What is required => Would you write out the entries that follow word for word, omitting any images?

Extracted material =>
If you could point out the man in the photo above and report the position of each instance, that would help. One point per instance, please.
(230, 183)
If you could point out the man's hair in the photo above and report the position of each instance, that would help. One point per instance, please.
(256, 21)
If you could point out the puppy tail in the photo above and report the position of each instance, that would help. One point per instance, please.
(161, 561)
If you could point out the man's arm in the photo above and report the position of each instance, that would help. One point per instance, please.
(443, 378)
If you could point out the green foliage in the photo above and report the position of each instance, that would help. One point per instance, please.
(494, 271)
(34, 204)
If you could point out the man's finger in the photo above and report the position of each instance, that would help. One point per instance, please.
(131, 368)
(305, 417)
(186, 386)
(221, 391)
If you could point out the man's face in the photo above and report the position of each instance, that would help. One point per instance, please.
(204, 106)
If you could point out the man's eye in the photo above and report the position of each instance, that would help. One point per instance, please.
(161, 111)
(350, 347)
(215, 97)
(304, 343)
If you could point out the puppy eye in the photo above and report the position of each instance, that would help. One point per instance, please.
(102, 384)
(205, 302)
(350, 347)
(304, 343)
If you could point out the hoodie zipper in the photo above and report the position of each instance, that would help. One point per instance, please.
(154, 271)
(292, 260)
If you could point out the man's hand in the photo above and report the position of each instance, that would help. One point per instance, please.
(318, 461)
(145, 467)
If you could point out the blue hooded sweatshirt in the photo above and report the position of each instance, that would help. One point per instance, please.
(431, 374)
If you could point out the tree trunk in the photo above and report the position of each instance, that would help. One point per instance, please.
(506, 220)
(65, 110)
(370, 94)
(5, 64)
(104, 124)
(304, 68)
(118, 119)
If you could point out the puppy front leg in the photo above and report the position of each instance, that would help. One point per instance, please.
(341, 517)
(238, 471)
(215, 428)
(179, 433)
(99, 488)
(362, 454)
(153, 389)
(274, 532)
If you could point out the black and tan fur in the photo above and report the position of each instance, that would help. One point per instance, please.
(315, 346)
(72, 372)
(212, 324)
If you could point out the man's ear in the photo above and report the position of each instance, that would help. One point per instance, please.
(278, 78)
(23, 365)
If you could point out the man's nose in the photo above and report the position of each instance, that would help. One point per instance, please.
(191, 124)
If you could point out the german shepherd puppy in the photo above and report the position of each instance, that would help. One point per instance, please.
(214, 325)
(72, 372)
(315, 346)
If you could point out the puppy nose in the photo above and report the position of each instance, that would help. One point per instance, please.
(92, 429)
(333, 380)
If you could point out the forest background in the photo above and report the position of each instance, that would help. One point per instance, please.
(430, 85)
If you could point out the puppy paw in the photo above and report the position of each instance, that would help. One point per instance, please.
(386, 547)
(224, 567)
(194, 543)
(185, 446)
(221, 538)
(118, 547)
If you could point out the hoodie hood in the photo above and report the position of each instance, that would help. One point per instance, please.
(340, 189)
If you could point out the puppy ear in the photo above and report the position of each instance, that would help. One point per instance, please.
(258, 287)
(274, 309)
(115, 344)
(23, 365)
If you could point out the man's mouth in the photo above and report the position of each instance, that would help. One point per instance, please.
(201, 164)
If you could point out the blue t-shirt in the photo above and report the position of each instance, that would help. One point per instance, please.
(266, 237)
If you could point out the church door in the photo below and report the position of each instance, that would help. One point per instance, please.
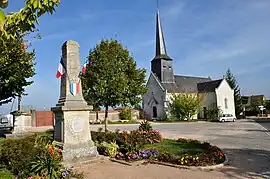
(154, 112)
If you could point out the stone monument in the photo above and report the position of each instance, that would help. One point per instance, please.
(71, 113)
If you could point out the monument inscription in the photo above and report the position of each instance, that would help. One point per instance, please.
(77, 125)
(72, 112)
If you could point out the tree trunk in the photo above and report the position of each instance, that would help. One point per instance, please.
(19, 103)
(96, 115)
(106, 117)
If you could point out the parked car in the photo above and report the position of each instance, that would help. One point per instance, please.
(6, 123)
(227, 117)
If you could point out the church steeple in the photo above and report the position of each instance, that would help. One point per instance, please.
(162, 64)
(160, 42)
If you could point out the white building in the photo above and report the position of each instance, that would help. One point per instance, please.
(163, 82)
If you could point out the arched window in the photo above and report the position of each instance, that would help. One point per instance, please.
(226, 103)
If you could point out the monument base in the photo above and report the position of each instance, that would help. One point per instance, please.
(72, 129)
(22, 123)
(73, 153)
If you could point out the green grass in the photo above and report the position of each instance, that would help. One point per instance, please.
(176, 148)
(5, 174)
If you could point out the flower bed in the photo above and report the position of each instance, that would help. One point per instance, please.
(34, 157)
(146, 143)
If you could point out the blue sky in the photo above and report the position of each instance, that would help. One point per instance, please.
(203, 37)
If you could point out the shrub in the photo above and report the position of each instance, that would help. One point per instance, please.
(145, 126)
(125, 114)
(5, 174)
(48, 163)
(70, 173)
(16, 154)
(141, 114)
(109, 149)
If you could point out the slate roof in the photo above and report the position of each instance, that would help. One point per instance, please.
(209, 86)
(184, 84)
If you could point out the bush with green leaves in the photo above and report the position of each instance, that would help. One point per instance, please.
(48, 164)
(125, 114)
(16, 154)
(145, 126)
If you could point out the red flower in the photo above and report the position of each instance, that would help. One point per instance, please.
(51, 149)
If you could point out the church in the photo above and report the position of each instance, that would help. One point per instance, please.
(162, 83)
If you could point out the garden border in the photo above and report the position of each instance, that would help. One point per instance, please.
(210, 167)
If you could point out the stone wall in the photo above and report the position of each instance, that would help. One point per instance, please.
(113, 115)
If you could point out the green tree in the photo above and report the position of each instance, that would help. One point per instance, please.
(13, 25)
(16, 67)
(111, 78)
(184, 105)
(16, 63)
(230, 78)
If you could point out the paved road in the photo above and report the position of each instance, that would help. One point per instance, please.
(265, 122)
(246, 144)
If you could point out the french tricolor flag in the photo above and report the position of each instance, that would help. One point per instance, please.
(61, 69)
(84, 68)
(74, 88)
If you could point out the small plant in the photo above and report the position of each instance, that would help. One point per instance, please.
(145, 126)
(125, 114)
(16, 154)
(109, 149)
(69, 173)
(48, 164)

Problem solution =>
If you could point out the man in the photo above and report the position of each instance, that would help. One point per instance, please.
(230, 183)
If you could point out the man's hair in the photo above and report the position of each instance, that would help. One point per instance, please.
(256, 21)
If you could point out the puppy tail in the photo above and report the position of each instance, that would help. One point per instance, please.
(161, 561)
If you could point out the man's arm in the photo above and report the position of each instance, that would help. One point per instance, please.
(443, 378)
If you could point out the green foliage in the photo above and report the position of each instance, that would help. One point per instance, please.
(494, 271)
(34, 204)
If you could point out the man's finger in the photo above and report the position of each instance, that would help. One point per instance, please.
(131, 368)
(305, 417)
(186, 386)
(221, 391)
If you could point out the man's face in the photo above and report the position of each instance, that would help. One point per instance, please.
(204, 106)
If you could point out the man's eye in the photo above and report the position of each instance, that would help. One point per instance, please.
(161, 111)
(350, 347)
(215, 97)
(304, 343)
If you could point out the puppy eye in the photo above and report the position of each instance, that would help. One point per instance, please.
(102, 384)
(205, 302)
(350, 347)
(304, 343)
If you could point out the hoodie zipper in the photo above and report the position of each instance, that would help. One point per instance, please.
(154, 271)
(292, 260)
If you could point out the man's hand in the photo above and report the position of each instance, that would help. One point per instance, please.
(318, 461)
(145, 467)
If you could point out the blue hooded sweatshirt in the photo above and report the position of each instance, that would help. One point per instance, please.
(431, 374)
If you could point out the tree trunk in the photo above and report the position of each instance, that would help. One point per instance, please.
(506, 220)
(65, 110)
(370, 94)
(5, 64)
(104, 124)
(304, 68)
(118, 119)
If you could point out the puppy front leg in the photo above and report the position of each instance, that would help. One point per instance, please.
(341, 517)
(238, 471)
(215, 428)
(179, 433)
(99, 488)
(362, 454)
(153, 389)
(274, 532)
If you could point out the black and tan fur in the photo above and report the position of each instance, that would help. One point per instance, please.
(315, 346)
(72, 372)
(212, 324)
If you could point out the man's ear in the photo above and report the position of each instance, that would help. One point per instance, please.
(278, 78)
(23, 365)
If you could point out the man's nose in the photo above and report the position of each instance, that would help. One point per instance, please.
(191, 124)
If you could point out the german shepherd puppy in the photo above and report the position of each instance, that would help. One point per instance, please.
(214, 325)
(72, 372)
(315, 346)
If you could point out the puppy nose in the photo above and report the position of each instance, that would help. One point per instance, please.
(92, 429)
(333, 380)
If you could point out the forest background in the photo above and report the position of each instance, that would help. One point per instance, please.
(430, 85)
If you could point out the puppy paw in the photo above and report the position of each instance, that would help. One point per instance, please.
(386, 547)
(224, 567)
(194, 543)
(185, 446)
(221, 538)
(118, 547)
If you could point out the hoodie hood in the photo above and report the position of each instance, that would help. One point per instance, please.
(340, 189)
If you could point out the puppy ear in the photo above and report the position of each instance, that would help. One point per instance, please.
(258, 287)
(274, 309)
(115, 344)
(23, 365)
If you could point out the man's mouth in the photo above and report the position of each instance, that would help. One point per instance, please.
(201, 164)
If you could point out the blue t-shirt in the photo above and report the position of each instance, that would help. One point per instance, please.
(266, 237)
If you could point out the church door in the photo below and report the position of each instance, that would help. One point per instance, please.
(154, 112)
If you could point out the stone monument in the photo above and report the position of each instance, that would help. One point per instance, please.
(71, 113)
If you could point out the monument inscription in the photo above and report the position of each instance, that would help. One point per instance, please.
(77, 125)
(72, 112)
If you could point out the tree trunk in the photo above and report the position of each instance, that would help. One point per instance, please.
(19, 103)
(96, 115)
(106, 117)
If you could point out the parked car in the photo above and report the position of each instance, that would help. One point per instance, please.
(6, 123)
(227, 117)
If you could point out the church steeple in the photo above and report the position of each instance, that would help. One point per instance, please.
(162, 64)
(160, 42)
If you could point out the white building in the photo above and report the position of each instance, that would help. One point per instance, please.
(163, 82)
If you could point out the arched window in the photo above and report the position of each instance, that would help. One point per instance, please.
(226, 103)
If you could point out the monument base in the photo above and report the position of each instance, that would help. One point per instance, please.
(72, 129)
(22, 123)
(73, 153)
If you could point out the green grass in the photo above and report the position of each instance, that would help. One point per instance, please.
(176, 148)
(5, 174)
If you could point out the flower bed in the photo above and report the position of each instance, that would help. One point per instance, please.
(34, 157)
(146, 143)
If you could point out the blue sky in the photo above and report the position of each instance, that would help. One point per instance, please.
(203, 37)
If you could point out the shrub in the photo above and report the position of each instance, that would help. One point per instance, please.
(145, 126)
(125, 114)
(5, 174)
(48, 163)
(70, 173)
(16, 154)
(141, 114)
(109, 149)
If you could point out the slate roof in the photo above and report the position of each instance, that would help. One point per instance, please.
(209, 86)
(184, 84)
If you could point out the bush with green leaves in the photo above and report the position of each instance, that would help. One point per instance, please.
(48, 164)
(125, 114)
(16, 154)
(145, 126)
If you could point out the red flower in the photo above and report the position of each instance, that would help. One point per instance, please.
(51, 149)
If you could point out the church in the photo above and report the position of each instance, that would help. One point per instance, please.
(162, 83)
If you could point out the garden border in the photo above and report the position of each instance, that would help. One point per instance, please.
(210, 167)
If you could point out the stone wall in the photo above and report the position of each instance, that would help. One point per instance, please.
(113, 115)
If you could point out the green tree in the photo above and report the position of each instance, that would help. One point per instance, please.
(13, 25)
(16, 67)
(111, 78)
(184, 105)
(16, 63)
(230, 78)
If you could point out the paved road in the photo above and report the position of each instance, that would help. One point per instance, please.
(265, 122)
(246, 144)
If you could point out the french tricolor flag in the photo above and report the position of each instance, that would help. One point per instance, please.
(61, 69)
(84, 68)
(74, 88)
If you could point out the small plant in the photo above and report the position of each instance, that would help. One point per instance, please.
(145, 126)
(125, 114)
(16, 154)
(109, 149)
(69, 173)
(48, 164)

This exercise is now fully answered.